Would you transcribe word for word every line from the one containing "Make sure each instance of the clipboard" to the end of the data, both ends included, and leave out the rest?

┏━━

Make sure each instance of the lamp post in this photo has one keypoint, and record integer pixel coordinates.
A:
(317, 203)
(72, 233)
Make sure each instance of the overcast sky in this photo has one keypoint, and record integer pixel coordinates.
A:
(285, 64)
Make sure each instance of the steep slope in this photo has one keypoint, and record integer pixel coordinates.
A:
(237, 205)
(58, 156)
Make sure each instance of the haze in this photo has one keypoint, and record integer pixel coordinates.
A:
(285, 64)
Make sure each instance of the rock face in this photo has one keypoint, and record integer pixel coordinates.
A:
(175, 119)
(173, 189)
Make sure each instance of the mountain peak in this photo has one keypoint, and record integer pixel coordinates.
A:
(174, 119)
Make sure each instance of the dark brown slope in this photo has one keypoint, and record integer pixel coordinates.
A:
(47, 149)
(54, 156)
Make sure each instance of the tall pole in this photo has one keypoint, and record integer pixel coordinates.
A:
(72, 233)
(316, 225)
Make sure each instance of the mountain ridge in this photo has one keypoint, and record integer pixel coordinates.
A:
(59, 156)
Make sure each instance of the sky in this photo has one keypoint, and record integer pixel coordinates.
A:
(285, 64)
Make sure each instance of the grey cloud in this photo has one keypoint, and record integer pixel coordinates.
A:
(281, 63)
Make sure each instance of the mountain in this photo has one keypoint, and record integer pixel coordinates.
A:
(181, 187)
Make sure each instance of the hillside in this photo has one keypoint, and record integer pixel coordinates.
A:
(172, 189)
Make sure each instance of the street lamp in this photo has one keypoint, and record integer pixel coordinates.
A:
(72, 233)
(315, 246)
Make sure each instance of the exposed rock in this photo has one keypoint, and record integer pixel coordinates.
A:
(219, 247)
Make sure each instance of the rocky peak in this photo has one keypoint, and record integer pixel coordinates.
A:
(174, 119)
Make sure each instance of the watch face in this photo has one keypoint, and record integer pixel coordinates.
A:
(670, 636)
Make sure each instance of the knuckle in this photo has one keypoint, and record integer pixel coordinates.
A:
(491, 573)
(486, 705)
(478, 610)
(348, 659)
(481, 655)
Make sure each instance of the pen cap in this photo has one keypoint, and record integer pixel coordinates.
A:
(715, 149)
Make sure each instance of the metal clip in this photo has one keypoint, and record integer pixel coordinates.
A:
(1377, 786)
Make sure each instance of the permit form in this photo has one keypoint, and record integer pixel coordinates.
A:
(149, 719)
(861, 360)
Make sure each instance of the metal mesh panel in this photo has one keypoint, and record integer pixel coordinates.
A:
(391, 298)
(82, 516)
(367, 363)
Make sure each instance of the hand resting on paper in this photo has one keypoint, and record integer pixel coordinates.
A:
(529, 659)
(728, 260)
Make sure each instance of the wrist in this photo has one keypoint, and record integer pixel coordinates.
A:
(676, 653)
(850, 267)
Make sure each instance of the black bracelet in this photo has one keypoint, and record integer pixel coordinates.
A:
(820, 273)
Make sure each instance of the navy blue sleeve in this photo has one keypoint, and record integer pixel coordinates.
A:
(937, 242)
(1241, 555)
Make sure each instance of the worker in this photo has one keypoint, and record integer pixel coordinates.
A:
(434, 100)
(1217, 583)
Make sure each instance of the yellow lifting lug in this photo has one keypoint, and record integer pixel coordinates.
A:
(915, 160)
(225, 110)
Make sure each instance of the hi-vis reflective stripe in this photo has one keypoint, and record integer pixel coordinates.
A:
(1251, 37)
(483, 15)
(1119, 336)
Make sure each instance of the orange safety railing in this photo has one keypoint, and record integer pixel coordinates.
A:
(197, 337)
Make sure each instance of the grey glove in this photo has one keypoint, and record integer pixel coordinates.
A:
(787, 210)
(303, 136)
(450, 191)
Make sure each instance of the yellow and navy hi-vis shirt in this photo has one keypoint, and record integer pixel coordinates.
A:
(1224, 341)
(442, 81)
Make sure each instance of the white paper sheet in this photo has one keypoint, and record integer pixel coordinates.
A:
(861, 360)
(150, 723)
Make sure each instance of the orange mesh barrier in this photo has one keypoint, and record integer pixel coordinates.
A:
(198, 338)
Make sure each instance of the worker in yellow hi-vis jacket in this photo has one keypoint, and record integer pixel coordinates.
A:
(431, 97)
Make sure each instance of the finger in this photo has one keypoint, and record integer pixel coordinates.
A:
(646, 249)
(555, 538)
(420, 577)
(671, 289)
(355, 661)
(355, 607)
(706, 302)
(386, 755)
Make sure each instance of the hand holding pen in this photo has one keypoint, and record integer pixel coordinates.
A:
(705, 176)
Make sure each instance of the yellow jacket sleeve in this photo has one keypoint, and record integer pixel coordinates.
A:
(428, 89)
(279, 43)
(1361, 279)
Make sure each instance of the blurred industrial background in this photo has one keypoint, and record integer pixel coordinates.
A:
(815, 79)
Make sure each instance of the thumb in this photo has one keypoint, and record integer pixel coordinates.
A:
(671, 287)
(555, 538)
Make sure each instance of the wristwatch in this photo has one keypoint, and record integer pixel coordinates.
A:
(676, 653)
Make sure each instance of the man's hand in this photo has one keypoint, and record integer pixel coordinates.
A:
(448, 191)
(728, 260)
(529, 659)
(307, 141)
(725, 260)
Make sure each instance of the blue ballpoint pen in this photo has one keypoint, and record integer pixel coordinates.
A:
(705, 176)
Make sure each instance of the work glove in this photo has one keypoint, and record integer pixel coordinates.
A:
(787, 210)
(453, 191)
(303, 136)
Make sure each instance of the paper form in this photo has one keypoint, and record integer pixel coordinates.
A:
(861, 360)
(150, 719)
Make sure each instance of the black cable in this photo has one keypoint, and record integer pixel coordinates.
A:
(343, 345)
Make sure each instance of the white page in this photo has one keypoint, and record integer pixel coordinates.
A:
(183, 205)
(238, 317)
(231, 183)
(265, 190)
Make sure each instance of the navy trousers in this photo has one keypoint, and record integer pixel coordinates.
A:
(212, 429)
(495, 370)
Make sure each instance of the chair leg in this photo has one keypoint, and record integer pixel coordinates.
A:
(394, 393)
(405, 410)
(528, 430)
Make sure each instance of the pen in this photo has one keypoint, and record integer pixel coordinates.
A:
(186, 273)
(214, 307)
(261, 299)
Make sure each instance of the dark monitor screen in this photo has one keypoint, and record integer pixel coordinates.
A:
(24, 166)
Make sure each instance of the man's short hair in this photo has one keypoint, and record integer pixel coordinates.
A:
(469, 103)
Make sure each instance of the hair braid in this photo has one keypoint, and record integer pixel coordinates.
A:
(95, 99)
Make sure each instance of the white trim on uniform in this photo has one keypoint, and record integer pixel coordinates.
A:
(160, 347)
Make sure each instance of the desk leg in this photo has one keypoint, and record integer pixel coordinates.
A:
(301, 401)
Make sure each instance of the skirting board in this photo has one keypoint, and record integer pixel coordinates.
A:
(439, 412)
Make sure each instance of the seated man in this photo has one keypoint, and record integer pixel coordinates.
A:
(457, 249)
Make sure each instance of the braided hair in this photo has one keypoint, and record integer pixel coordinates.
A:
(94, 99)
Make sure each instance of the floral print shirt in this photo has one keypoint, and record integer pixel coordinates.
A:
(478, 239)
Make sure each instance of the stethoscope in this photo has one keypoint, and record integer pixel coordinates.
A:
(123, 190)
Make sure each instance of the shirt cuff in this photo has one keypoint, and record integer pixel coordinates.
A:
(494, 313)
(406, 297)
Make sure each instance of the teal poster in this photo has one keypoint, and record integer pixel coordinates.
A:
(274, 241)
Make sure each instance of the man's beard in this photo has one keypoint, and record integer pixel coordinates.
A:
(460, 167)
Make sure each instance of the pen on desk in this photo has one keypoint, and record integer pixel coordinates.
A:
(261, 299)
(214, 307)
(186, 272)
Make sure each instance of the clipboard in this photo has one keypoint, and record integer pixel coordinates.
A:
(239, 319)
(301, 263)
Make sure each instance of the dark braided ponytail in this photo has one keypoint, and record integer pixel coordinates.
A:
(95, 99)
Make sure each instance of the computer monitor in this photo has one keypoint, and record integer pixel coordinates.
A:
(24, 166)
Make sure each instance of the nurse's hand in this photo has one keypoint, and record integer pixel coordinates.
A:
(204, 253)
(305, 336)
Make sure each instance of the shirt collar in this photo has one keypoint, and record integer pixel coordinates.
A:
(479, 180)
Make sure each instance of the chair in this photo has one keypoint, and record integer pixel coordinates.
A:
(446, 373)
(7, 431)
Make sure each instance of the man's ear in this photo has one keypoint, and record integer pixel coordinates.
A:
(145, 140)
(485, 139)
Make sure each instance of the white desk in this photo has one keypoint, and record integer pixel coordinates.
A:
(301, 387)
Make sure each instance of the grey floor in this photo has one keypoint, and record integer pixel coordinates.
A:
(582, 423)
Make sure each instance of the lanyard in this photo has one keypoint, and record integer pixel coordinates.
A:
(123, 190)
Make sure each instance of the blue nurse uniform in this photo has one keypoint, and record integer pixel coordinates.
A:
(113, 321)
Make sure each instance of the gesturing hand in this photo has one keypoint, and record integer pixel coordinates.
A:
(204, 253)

┗━━

Exercise output:
Make sure each instance of the clipboard in this photo has one keypoint, and record integer pixel coordinates.
A:
(239, 319)
(301, 263)
Make sure each instance of the dark braided ponytail in this photo has one keypoint, and record integer pixel coordinates.
A:
(95, 99)
Make sure each instance of the computer monitor in this photo has one keypoint, and record integer pixel coordinates.
A:
(24, 166)
Make sure each instance of the nurse's hand in this photo has one keypoint, and record integer pixel coordinates.
A:
(204, 253)
(305, 336)
Make sure each instance of the shirt collar in this photo has one keypoint, and record integer pixel coordinates.
A:
(479, 180)
Make sure each instance of the chair in this photo has one keypoint, and record integer pixel coordinates.
A:
(446, 373)
(7, 431)
Make sure each instance of the man's ear in this photo has one keypoint, and record integer pixel coordinates.
A:
(145, 140)
(485, 139)
Make sure each instance of the white desk in this photo has one keypoint, and record integer pixel coordinates.
A:
(301, 387)
Make sure each instance of the grey floor in this photo has one keypoint, and record integer pixel coordinates.
A:
(582, 423)
Make sure each instance of the lanyard in this photo has one keypoint, and record integer pixel coordinates.
A:
(123, 190)
Make sure each instance of the blue nurse uniform in this photo has one keypoint, and record integer pixel coordinates.
A:
(113, 321)
Make sure each instance of the gesturing hand in this photo has one keypoint, and record integer pixel coordinates.
A:
(204, 253)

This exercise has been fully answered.